• **Problem requirements**: Switch each "scorched track section" in the records to "burnt rail segment", and write out the lines again with everything else left as is.

• **Point annotation dataset records**:

-.-.-

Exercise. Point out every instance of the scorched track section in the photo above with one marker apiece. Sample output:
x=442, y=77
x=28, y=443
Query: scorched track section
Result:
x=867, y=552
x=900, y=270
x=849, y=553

-.-.-

• **Result**:
Exercise. Point out every instance of the burnt rail segment in the photo above with one marker apiece. Sample output:
x=442, y=77
x=28, y=443
Query: burnt rail segment
Result:
x=867, y=552
x=900, y=270
x=849, y=553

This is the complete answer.